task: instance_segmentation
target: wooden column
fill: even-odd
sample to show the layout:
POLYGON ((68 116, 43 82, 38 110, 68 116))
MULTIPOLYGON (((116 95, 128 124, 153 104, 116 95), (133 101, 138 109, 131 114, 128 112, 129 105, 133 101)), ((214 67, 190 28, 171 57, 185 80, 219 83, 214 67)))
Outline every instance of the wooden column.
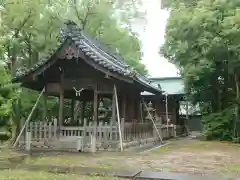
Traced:
POLYGON ((114 90, 112 95, 112 124, 116 124, 116 98, 114 90))
POLYGON ((71 118, 72 118, 72 121, 74 121, 74 108, 75 108, 75 99, 72 99, 71 101, 71 118))
POLYGON ((48 109, 47 109, 47 88, 45 87, 45 92, 43 94, 43 115, 42 115, 42 121, 46 121, 48 119, 48 109))
POLYGON ((125 94, 122 95, 122 107, 121 107, 121 116, 122 118, 124 118, 124 120, 126 121, 126 100, 127 100, 127 96, 125 94))
MULTIPOLYGON (((94 95, 93 95, 93 121, 95 127, 97 128, 97 119, 98 119, 98 94, 97 94, 97 87, 94 88, 94 95)), ((96 136, 96 128, 94 128, 94 136, 96 136)))
POLYGON ((85 106, 86 106, 86 100, 83 100, 82 102, 82 109, 81 109, 81 120, 84 121, 84 112, 85 112, 85 106))
POLYGON ((64 74, 61 74, 61 79, 60 79, 60 96, 59 96, 59 122, 58 125, 62 126, 63 125, 63 108, 64 108, 64 89, 63 89, 63 78, 64 74))

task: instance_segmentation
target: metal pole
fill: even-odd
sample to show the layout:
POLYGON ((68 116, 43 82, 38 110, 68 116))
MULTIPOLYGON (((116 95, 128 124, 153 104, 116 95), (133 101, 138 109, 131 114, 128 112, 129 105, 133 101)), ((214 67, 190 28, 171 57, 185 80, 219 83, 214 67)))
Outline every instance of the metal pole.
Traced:
MULTIPOLYGON (((120 115, 119 115, 119 107, 118 107, 117 88, 116 88, 115 84, 114 84, 114 95, 115 95, 115 102, 116 102, 116 109, 117 109, 117 121, 118 121, 120 148, 121 148, 121 152, 122 152, 123 151, 122 131, 121 131, 121 125, 120 125, 120 115)), ((115 109, 113 109, 112 111, 115 111, 115 109)))
POLYGON ((24 123, 24 125, 23 125, 23 127, 22 127, 22 129, 21 129, 21 131, 20 131, 20 133, 19 133, 19 135, 18 135, 15 143, 13 144, 13 147, 16 147, 16 145, 17 145, 17 143, 18 143, 18 141, 19 141, 19 139, 20 139, 20 137, 21 137, 21 135, 22 135, 25 127, 27 126, 28 122, 30 121, 30 119, 31 119, 31 117, 32 117, 32 115, 33 115, 33 112, 34 112, 34 110, 36 109, 36 107, 37 107, 37 105, 38 105, 38 102, 39 102, 39 100, 40 100, 40 98, 41 98, 41 96, 43 95, 44 92, 45 92, 45 87, 42 89, 42 92, 41 92, 40 95, 38 96, 38 99, 37 99, 36 103, 34 104, 34 106, 33 106, 32 110, 31 110, 30 114, 28 115, 28 118, 27 118, 26 122, 24 123))

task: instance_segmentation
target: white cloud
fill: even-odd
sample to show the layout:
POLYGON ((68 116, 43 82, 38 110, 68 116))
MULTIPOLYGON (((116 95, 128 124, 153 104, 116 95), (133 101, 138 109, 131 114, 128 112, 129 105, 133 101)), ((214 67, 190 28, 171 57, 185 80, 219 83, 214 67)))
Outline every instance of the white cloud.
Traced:
POLYGON ((164 43, 165 26, 169 11, 160 8, 159 0, 143 0, 147 10, 147 24, 134 24, 142 41, 143 63, 153 77, 177 76, 176 67, 159 54, 164 43))

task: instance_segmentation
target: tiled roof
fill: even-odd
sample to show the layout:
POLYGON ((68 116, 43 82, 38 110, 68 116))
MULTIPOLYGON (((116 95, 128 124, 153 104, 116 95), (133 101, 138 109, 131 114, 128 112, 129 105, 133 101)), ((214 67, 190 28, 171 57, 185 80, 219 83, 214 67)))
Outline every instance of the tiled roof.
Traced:
POLYGON ((104 46, 103 42, 87 36, 71 21, 67 22, 66 25, 67 27, 61 30, 58 47, 53 49, 48 57, 36 63, 32 68, 17 71, 13 80, 21 79, 36 71, 38 68, 47 65, 51 56, 61 49, 67 38, 70 38, 79 50, 104 69, 130 78, 145 87, 153 89, 155 92, 161 92, 155 84, 151 84, 151 81, 147 77, 137 73, 133 68, 129 67, 118 53, 114 53, 114 51, 104 46))
MULTIPOLYGON (((159 84, 163 91, 169 95, 183 95, 184 83, 181 77, 164 77, 164 78, 149 78, 153 84, 159 84)), ((142 93, 142 95, 151 95, 149 93, 142 93)))

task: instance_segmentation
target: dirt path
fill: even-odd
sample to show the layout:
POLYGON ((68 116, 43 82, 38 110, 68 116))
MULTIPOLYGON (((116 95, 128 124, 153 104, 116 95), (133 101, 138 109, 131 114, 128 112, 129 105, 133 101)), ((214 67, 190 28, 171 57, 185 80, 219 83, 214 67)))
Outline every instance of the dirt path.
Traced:
POLYGON ((102 167, 123 170, 149 170, 189 174, 215 174, 240 179, 240 146, 199 140, 174 140, 170 145, 137 154, 43 154, 27 159, 27 164, 102 167))

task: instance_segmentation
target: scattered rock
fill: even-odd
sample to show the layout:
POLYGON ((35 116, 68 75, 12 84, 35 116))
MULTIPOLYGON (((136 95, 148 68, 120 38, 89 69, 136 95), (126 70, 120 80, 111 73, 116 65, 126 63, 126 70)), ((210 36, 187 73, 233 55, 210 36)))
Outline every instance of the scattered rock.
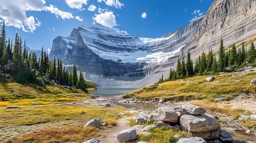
==============================
The request: Render all of the material above as a JSON list of strings, one string per line, skipping blank lines and the picture markers.

Complete output:
[
  "task: instance_segmentation",
  "target: wooden column",
  "fill: even-odd",
  "sample to show the layout:",
  "POLYGON ((68 116, 43 82, 38 110, 68 116))",
  "MULTIPOLYGON (((116 95, 128 124, 153 104, 116 95), (133 101, 138 109, 131 114, 128 112, 129 105, 133 101)), ((214 67, 190 28, 171 57, 185 80, 219 83, 214 67)))",
  "Outline every instance of the wooden column.",
  "Traced:",
  "POLYGON ((114 90, 112 95, 112 124, 116 124, 116 98, 114 90))",
  "POLYGON ((71 118, 72 118, 72 121, 74 121, 74 108, 75 108, 75 99, 72 99, 71 101, 71 118))",
  "POLYGON ((48 109, 47 109, 47 88, 45 87, 45 92, 43 94, 43 115, 42 115, 42 121, 46 121, 48 119, 48 109))",
  "POLYGON ((125 94, 122 95, 122 107, 121 107, 121 116, 122 118, 124 118, 124 120, 126 121, 126 100, 127 100, 127 96, 125 94))",
  "MULTIPOLYGON (((94 95, 93 95, 93 121, 95 127, 97 128, 97 119, 98 119, 98 94, 97 94, 97 87, 94 88, 94 95)), ((96 136, 96 128, 94 128, 94 136, 96 136)))",
  "POLYGON ((85 106, 86 106, 86 100, 83 100, 82 102, 82 109, 81 109, 81 120, 84 121, 84 112, 85 112, 85 106))",
  "POLYGON ((64 74, 61 74, 61 79, 60 79, 60 96, 59 96, 59 122, 58 125, 62 126, 63 125, 63 108, 64 108, 64 89, 63 89, 63 78, 64 74))",
  "task: instance_segmentation",
  "target: metal pole",
  "fill: even-odd",
  "sample to show the layout:",
  "POLYGON ((68 116, 43 82, 38 110, 68 116))",
  "MULTIPOLYGON (((116 95, 128 124, 153 104, 116 95), (133 101, 138 109, 131 114, 128 112, 129 105, 133 101)), ((214 67, 190 28, 171 57, 185 80, 219 83, 214 67)))",
  "Outline every instance of the metal pole.",
  "Traced:",
  "MULTIPOLYGON (((120 115, 119 115, 119 107, 118 107, 117 88, 116 88, 115 84, 114 84, 114 95, 115 95, 115 102, 116 102, 116 109, 117 109, 117 121, 118 121, 120 148, 121 148, 121 152, 122 152, 123 151, 122 131, 121 131, 121 125, 120 125, 120 115)), ((115 109, 113 109, 112 111, 115 111, 115 109)))",
  "POLYGON ((24 123, 24 125, 23 125, 23 127, 22 127, 22 129, 21 129, 21 131, 20 131, 20 133, 19 133, 19 135, 18 135, 15 143, 13 144, 13 147, 16 147, 16 145, 17 145, 17 143, 18 143, 18 141, 19 141, 19 139, 20 139, 20 137, 21 137, 21 135, 22 135, 25 127, 27 126, 28 122, 30 121, 30 119, 31 119, 31 117, 32 117, 32 115, 33 115, 33 112, 34 112, 34 110, 36 109, 36 107, 37 107, 37 105, 38 105, 38 102, 39 102, 39 100, 40 100, 40 98, 41 98, 41 96, 43 95, 44 92, 45 92, 45 87, 42 89, 42 92, 41 92, 40 95, 38 96, 38 99, 37 99, 36 103, 34 104, 34 106, 33 106, 32 110, 31 110, 30 114, 28 115, 28 118, 27 118, 26 122, 24 123))",
  "task: instance_segmentation",
  "target: white cloud",
  "fill: even-odd",
  "sample to show the layout:",
  "POLYGON ((68 116, 43 82, 38 110, 68 116))",
  "MULTIPOLYGON (((116 95, 128 124, 153 104, 116 95), (133 101, 138 109, 131 114, 128 112, 129 105, 133 101)), ((214 67, 190 28, 171 57, 185 80, 219 83, 214 67)))",
  "Outline every instance of the white cloud.",
  "Traced:",
  "POLYGON ((164 43, 165 26, 169 11, 160 8, 159 0, 143 0, 147 10, 147 24, 134 24, 142 41, 143 63, 153 77, 177 76, 176 67, 159 54, 164 43))",
  "task: instance_segmentation",
  "target: tiled roof",
  "fill: even-odd",
  "sample to show the layout:",
  "POLYGON ((68 116, 43 82, 38 110, 68 116))",
  "MULTIPOLYGON (((116 95, 128 124, 153 104, 116 95), (133 101, 138 109, 131 114, 128 112, 129 105, 133 101)), ((214 67, 190 28, 171 57, 185 80, 219 83, 214 67)))",
  "Outline every instance of the tiled roof.",
  "Traced:",
  "POLYGON ((104 46, 103 42, 87 36, 71 21, 67 22, 66 25, 67 27, 61 30, 58 47, 53 49, 48 57, 36 63, 32 68, 17 71, 13 80, 21 79, 36 71, 38 68, 47 65, 51 56, 61 49, 67 38, 70 38, 79 50, 104 69, 130 78, 145 87, 153 89, 155 92, 161 92, 155 84, 151 84, 151 81, 147 77, 137 73, 133 68, 129 67, 118 53, 114 53, 114 51, 104 46))",
  "MULTIPOLYGON (((159 84, 163 91, 169 95, 183 95, 184 83, 181 77, 164 77, 164 78, 149 78, 153 84, 159 84)), ((142 93, 142 95, 151 95, 149 93, 142 93)))",
  "task: instance_segmentation",
  "target: dirt path",
  "fill: even-odd",
  "sample to show the layout:",
  "POLYGON ((68 116, 43 82, 38 110, 68 116))",
  "MULTIPOLYGON (((116 95, 128 124, 153 104, 116 95), (133 101, 138 109, 131 114, 128 112, 129 105, 133 101)), ((214 67, 190 28, 171 57, 185 80, 219 83, 214 67)))",
  "Outline every instance of the dirt path.",
  "Traced:",
  "POLYGON ((102 167, 123 170, 149 170, 189 174, 215 174, 240 179, 240 146, 199 140, 174 140, 170 145, 137 154, 43 154, 27 159, 27 164, 102 167))",
  "task: instance_segmentation",
  "target: scattered rock",
  "fill: even-odd",
  "sample to show the layout:",
  "POLYGON ((35 116, 68 75, 12 84, 35 116))",
  "MULTIPOLYGON (((136 95, 148 68, 120 38, 89 69, 136 95), (126 70, 120 80, 111 73, 116 65, 126 63, 126 70)), ((210 36, 187 73, 233 55, 210 36)))",
  "Outline every instance of the scattered rock."
]